**Data for the task**
╭──

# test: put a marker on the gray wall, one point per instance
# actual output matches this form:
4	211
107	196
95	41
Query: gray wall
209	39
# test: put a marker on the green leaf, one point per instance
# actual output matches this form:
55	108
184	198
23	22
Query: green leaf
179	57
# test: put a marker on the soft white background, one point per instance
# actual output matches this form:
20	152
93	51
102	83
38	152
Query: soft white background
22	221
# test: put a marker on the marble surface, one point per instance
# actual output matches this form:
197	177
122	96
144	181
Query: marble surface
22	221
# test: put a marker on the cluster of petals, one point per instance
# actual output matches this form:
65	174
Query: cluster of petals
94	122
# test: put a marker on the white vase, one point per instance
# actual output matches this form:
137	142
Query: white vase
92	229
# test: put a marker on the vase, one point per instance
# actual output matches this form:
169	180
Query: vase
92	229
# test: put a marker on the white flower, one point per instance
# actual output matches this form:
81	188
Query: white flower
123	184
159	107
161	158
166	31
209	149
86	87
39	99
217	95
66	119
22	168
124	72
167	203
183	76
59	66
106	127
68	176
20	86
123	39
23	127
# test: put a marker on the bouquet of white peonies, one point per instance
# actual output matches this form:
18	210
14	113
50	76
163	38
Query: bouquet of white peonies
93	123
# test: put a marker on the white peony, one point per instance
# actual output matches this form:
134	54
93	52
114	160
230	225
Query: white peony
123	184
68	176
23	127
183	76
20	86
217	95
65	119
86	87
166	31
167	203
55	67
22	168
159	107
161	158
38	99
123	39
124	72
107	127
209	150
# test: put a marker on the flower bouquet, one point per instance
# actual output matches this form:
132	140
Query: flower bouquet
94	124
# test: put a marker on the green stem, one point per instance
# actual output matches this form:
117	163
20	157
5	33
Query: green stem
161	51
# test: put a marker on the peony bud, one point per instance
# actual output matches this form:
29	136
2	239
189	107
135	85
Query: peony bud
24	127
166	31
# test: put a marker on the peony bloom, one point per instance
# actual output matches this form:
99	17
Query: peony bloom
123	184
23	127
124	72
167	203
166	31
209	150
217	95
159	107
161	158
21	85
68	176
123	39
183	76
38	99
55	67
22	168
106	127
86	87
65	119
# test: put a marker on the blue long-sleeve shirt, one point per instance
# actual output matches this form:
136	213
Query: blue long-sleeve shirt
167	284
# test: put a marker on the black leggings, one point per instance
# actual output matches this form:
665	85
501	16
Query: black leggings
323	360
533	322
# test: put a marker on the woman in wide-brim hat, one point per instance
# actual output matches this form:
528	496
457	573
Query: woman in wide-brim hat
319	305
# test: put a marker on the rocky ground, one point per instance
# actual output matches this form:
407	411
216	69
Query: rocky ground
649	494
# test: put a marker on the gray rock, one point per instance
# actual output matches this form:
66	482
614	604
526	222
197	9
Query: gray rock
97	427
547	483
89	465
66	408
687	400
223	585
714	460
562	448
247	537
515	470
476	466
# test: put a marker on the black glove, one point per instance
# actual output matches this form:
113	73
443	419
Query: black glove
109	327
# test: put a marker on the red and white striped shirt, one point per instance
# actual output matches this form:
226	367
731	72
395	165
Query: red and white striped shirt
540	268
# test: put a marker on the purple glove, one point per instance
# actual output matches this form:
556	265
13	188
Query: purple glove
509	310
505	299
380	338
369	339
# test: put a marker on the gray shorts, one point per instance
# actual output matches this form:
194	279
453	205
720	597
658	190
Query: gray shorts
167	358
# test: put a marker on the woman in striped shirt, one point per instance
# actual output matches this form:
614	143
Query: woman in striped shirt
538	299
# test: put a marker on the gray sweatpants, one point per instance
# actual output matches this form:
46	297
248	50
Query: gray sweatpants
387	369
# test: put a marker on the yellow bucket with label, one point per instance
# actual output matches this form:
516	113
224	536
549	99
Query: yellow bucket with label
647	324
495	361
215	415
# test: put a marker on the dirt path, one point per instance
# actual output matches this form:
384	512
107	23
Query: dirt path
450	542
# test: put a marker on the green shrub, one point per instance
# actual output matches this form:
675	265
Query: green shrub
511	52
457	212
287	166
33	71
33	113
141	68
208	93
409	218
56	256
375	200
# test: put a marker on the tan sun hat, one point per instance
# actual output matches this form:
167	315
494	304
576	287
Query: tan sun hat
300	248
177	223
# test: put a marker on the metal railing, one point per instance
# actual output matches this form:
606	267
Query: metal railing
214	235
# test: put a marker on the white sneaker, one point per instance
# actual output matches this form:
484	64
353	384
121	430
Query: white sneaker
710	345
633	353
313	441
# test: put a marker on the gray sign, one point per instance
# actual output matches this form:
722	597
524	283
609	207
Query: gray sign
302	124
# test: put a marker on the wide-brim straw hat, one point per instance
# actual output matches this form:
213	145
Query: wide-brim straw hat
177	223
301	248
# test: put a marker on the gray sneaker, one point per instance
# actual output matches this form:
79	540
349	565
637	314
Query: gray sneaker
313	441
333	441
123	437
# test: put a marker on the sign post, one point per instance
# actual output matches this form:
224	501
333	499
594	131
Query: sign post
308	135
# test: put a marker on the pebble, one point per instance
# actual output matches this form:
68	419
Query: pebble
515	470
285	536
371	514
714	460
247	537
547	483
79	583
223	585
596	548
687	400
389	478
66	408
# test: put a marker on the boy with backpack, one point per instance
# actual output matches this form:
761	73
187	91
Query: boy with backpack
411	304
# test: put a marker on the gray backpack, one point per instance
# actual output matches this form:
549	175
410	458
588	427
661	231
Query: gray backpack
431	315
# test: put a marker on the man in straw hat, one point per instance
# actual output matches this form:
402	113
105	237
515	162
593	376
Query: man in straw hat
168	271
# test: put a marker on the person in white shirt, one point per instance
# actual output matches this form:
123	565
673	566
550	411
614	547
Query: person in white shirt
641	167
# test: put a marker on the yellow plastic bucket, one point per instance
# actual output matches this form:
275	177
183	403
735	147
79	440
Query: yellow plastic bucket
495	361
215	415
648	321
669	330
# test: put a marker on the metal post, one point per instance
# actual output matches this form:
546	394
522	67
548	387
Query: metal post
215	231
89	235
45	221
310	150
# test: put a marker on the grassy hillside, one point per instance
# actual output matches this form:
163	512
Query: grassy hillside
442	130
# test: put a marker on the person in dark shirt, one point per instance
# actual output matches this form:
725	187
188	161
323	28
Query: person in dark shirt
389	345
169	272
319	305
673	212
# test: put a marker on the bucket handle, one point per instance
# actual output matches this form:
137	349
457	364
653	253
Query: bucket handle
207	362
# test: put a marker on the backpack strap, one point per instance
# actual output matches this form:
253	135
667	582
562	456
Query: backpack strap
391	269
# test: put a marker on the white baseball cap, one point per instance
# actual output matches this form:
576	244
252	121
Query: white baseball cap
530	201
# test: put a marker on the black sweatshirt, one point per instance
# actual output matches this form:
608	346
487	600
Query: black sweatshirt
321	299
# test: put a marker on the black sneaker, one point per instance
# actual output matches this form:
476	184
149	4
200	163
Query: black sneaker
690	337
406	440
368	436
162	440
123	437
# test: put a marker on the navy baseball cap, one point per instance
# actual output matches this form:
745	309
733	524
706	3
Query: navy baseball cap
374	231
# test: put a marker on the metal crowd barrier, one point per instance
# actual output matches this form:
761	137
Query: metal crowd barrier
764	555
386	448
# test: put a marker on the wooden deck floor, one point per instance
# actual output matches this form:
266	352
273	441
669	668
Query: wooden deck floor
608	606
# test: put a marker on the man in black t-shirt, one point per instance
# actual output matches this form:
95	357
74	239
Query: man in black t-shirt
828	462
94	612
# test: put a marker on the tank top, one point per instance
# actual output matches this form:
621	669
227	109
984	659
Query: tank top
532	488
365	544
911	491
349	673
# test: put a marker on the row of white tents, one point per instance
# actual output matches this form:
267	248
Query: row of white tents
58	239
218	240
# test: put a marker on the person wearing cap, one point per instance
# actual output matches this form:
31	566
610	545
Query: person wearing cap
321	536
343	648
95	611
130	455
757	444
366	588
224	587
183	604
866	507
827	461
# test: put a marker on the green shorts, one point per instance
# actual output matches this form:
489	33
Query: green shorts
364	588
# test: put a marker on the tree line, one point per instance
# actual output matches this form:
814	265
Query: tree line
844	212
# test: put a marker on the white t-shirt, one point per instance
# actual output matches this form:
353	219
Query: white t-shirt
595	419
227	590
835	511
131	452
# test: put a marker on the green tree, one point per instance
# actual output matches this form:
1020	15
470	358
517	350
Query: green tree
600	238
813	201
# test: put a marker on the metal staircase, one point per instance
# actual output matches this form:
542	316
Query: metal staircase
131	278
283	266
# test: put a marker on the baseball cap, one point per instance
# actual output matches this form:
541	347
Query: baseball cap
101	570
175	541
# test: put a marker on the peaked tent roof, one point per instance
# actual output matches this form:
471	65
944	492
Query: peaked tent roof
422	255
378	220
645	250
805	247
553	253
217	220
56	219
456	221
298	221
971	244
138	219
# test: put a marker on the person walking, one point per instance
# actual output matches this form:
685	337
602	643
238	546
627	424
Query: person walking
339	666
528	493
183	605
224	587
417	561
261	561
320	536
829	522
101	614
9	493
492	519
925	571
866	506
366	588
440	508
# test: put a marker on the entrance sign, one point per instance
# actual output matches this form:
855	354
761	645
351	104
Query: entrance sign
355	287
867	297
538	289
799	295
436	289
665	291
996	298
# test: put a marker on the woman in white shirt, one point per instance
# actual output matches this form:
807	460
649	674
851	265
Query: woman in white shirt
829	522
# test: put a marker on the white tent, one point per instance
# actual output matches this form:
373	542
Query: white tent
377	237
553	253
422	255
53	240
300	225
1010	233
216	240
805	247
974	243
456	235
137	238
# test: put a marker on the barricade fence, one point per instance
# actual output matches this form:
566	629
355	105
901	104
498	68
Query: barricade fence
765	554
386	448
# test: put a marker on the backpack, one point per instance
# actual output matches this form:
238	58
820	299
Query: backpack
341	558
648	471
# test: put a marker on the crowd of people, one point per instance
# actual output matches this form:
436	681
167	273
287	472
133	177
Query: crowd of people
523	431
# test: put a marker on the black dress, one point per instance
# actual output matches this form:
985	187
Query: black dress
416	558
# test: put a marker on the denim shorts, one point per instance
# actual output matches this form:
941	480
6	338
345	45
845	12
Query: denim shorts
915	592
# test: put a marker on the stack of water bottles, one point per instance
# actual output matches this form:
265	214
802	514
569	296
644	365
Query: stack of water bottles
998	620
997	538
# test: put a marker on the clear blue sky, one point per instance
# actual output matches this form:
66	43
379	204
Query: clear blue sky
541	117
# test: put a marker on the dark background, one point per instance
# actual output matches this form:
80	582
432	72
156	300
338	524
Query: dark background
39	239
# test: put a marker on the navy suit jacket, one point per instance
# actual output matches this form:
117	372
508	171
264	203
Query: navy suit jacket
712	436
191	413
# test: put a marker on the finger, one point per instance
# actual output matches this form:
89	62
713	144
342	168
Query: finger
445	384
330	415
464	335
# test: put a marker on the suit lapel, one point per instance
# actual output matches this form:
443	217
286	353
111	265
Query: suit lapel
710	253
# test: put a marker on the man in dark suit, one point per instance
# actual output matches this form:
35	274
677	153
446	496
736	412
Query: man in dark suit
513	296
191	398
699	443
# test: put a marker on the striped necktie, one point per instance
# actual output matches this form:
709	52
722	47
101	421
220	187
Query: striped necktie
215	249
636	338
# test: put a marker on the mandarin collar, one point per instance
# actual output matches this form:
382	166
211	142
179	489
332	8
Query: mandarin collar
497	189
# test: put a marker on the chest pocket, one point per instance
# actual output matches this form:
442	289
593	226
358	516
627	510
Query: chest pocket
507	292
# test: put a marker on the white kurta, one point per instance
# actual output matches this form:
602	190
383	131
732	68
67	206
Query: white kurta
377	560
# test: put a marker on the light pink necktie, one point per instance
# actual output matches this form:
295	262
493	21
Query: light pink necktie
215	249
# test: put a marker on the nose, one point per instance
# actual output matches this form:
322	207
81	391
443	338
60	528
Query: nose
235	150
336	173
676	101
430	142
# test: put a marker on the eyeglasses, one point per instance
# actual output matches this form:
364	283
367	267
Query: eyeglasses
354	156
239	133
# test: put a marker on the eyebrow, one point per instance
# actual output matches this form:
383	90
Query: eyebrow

╰──

Rename "marker" to "pin" in the part of the entries that opens with the line containing "# test: put a marker on the eyebrow, one" and runs through the end of the entries, and give only those lines with everything else unchanged.

# test: put a pin on the eyebrow, one point per instance
# actual output matches this form:
383	90
Query: eyebrow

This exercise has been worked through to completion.